## Description of the task:
Copy out the listing verbatim, starting at the line that contains "Verification task: does this frame contain any foliage?" and ending after the line that contains "472 171 533 253".

## Records shown:

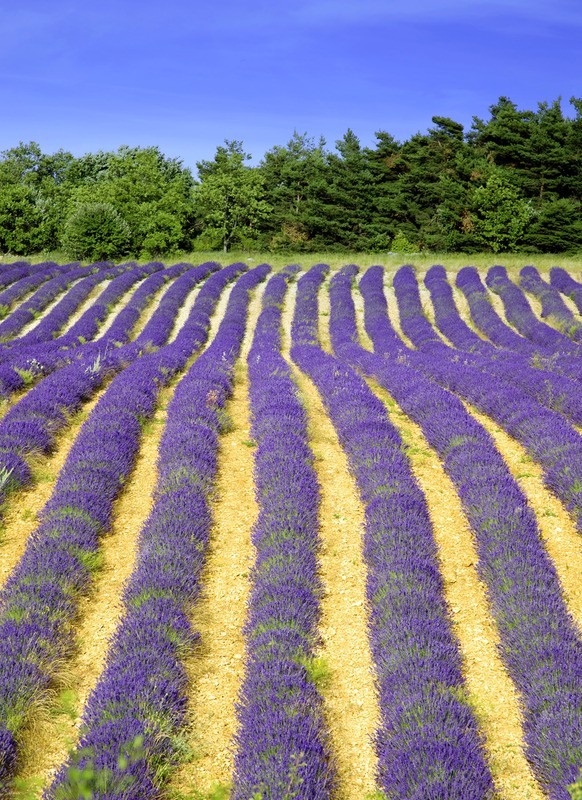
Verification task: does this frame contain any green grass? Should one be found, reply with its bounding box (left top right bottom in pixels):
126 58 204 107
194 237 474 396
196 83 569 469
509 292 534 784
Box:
0 250 582 280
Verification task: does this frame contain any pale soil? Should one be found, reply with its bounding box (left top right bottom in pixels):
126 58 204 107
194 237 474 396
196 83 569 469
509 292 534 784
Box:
447 271 489 341
122 278 176 339
95 278 148 341
302 285 380 800
560 292 580 322
370 381 545 800
0 388 105 588
352 289 374 351
58 281 109 336
168 282 203 343
465 404 582 635
488 284 521 336
16 286 242 800
354 292 545 800
418 275 454 347
18 278 83 338
384 270 416 350
169 284 264 793
13 387 173 798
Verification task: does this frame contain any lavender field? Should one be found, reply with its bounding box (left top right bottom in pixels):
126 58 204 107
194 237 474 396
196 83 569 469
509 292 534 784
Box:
0 262 582 800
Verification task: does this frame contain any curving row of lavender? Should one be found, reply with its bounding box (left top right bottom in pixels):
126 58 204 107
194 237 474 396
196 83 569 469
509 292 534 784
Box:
0 261 46 291
232 268 334 800
0 262 170 397
0 265 251 796
346 267 582 800
424 265 582 425
550 267 582 314
291 267 494 800
519 267 582 344
485 266 577 353
46 265 269 800
0 262 218 498
0 264 106 342
0 261 73 318
394 267 582 532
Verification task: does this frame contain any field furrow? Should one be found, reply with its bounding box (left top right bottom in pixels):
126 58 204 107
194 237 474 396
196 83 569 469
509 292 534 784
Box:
171 280 263 794
0 260 582 800
283 278 379 800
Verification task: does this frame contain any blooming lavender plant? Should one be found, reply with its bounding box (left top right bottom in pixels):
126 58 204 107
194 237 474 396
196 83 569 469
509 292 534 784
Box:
0 265 105 341
46 264 269 800
354 268 582 800
519 267 582 344
0 263 217 510
550 267 582 314
232 268 334 800
292 268 493 800
0 261 66 318
456 267 582 380
420 266 582 425
485 266 576 352
17 263 127 345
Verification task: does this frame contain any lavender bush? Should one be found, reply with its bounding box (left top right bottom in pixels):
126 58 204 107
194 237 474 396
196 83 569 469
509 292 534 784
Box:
46 265 269 800
292 268 493 800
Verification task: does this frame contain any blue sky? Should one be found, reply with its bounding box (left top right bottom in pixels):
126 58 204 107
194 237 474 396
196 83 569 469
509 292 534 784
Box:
0 0 582 168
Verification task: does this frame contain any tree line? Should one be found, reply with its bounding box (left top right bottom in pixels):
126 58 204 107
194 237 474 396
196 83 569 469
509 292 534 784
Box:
0 97 582 259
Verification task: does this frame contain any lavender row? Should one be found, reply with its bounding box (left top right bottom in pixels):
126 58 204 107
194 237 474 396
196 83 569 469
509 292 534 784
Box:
456 267 582 380
11 264 132 347
47 265 268 800
519 267 582 344
0 263 217 506
485 266 576 352
394 267 582 532
0 264 175 396
292 268 493 800
422 265 582 425
0 265 104 341
0 261 68 316
0 261 48 291
342 267 582 800
550 267 582 314
0 260 250 796
232 268 335 800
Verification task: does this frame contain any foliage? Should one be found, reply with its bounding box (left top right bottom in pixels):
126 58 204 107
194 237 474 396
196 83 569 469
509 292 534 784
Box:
61 203 131 261
0 96 582 259
473 172 533 253
194 140 271 253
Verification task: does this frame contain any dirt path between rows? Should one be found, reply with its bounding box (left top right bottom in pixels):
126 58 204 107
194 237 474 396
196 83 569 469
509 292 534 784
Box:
283 278 380 800
464 403 582 635
370 382 545 800
354 282 545 800
0 388 105 589
13 387 173 798
169 285 264 795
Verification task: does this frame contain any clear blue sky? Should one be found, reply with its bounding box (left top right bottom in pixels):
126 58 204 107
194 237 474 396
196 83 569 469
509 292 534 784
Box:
0 0 582 168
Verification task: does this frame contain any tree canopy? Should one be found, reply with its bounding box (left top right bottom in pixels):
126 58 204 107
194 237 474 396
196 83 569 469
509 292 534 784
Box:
0 97 582 258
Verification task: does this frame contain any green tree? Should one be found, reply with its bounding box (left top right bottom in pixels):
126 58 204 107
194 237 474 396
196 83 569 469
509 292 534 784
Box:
69 147 195 258
260 131 327 250
321 129 380 251
525 197 582 253
0 142 74 254
193 139 271 253
61 203 131 261
472 171 533 253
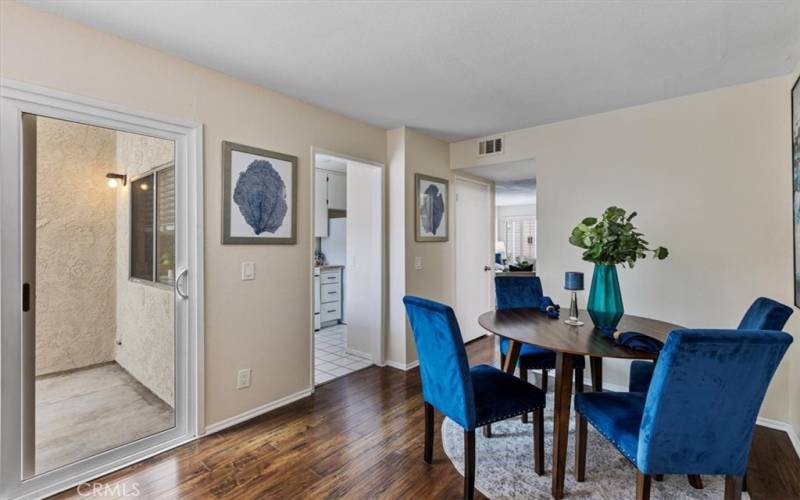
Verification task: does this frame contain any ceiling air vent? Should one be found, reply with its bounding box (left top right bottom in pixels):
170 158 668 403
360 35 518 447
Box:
478 136 505 156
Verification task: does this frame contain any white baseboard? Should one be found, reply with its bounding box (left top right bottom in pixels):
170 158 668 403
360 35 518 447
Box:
345 347 372 363
386 359 419 372
203 389 312 436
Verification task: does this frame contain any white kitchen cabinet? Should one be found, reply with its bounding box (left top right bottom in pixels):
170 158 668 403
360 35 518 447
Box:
319 267 342 326
328 172 347 210
314 170 328 238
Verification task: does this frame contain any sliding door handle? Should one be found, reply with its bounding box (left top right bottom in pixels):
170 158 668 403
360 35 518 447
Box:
175 269 189 299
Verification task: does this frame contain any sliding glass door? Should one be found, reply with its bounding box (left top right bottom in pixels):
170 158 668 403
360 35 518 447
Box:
0 84 196 498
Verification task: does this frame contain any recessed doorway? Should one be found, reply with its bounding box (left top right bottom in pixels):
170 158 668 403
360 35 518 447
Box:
311 151 384 386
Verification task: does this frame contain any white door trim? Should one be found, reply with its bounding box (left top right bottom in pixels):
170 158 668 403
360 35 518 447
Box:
450 174 496 342
308 146 389 393
0 79 204 499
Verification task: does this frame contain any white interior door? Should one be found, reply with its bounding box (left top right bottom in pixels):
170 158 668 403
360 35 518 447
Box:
344 161 383 364
455 179 494 342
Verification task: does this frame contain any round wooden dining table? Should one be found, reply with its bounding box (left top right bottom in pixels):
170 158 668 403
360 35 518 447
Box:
478 309 682 498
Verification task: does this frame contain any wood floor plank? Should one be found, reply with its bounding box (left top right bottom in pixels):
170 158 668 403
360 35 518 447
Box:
48 337 800 500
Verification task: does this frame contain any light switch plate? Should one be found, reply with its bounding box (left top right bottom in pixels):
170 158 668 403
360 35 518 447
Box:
236 368 250 389
242 262 256 281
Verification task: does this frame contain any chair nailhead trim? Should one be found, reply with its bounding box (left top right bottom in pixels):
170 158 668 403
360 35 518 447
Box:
575 412 636 465
475 405 548 427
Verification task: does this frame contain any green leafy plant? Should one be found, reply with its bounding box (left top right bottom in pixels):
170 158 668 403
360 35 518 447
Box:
569 207 669 267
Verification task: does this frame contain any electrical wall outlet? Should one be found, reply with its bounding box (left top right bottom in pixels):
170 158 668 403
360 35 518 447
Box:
236 368 250 389
242 262 256 281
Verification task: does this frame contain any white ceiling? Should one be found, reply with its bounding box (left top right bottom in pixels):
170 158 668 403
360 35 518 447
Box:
458 160 536 183
494 179 536 207
25 0 800 140
314 153 347 173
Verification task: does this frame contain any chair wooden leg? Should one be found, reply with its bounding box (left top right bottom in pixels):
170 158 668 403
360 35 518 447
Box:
533 408 544 476
725 476 744 500
575 412 588 483
636 471 650 500
519 367 528 424
541 369 547 394
464 430 475 500
425 403 433 463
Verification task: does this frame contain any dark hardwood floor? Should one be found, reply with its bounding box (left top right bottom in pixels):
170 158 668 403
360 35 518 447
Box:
50 338 800 500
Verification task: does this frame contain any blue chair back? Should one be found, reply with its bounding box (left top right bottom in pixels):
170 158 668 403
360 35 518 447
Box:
636 330 792 475
494 276 544 311
739 297 794 332
403 296 475 430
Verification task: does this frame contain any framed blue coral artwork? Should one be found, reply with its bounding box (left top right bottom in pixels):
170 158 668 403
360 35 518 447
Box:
414 174 449 242
222 141 297 245
792 77 800 307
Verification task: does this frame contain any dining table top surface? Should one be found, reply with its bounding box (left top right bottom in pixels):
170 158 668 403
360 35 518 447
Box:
478 308 684 359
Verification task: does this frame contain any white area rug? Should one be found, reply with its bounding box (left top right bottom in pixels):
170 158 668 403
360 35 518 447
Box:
442 393 750 500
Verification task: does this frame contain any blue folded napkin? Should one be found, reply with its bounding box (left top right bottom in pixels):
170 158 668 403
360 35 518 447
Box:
539 297 561 319
614 332 664 354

## Response to this task:
Verification task: does this frame contain any foliage? Should one be found, reply with its bounding box (left top right bottom in pixels):
126 58 204 107
194 237 474 396
196 83 569 469
509 292 534 784
Box:
61 203 131 261
0 96 582 259
473 172 533 253
194 140 271 253
Verification task: does this frame contain any dirt path between rows? Should one be found, reply with its bounding box (left top right bottom in pixels):
126 58 204 107
194 237 474 396
196 83 569 469
509 292 534 784
Box:
283 278 380 800
464 403 582 635
370 382 545 800
354 282 545 800
0 388 105 589
13 387 173 798
169 285 264 795
Verification task: does this frame contain any clear blue sky? Should one be found, reply with its bounding box (left top right bottom in pixels):
126 58 204 107
194 237 474 396
196 83 569 469
509 292 534 784
Box:
0 0 582 168
Verification task: does this frame contain any tree canopy? Should one be found, reply with its bounding box (left top right bottom in pixels):
126 58 204 107
194 237 474 396
196 83 569 469
509 292 534 784
Box:
0 97 582 258
Verification task: does this frame contain any green tree? Should one be found, reply with its bounding box (left top right bottom in pixels):
126 58 204 107
194 237 474 396
196 83 569 469
509 292 534 784
Box:
69 147 195 258
260 131 327 250
321 129 380 251
525 197 582 253
0 142 74 254
193 139 271 253
61 203 131 261
472 171 533 253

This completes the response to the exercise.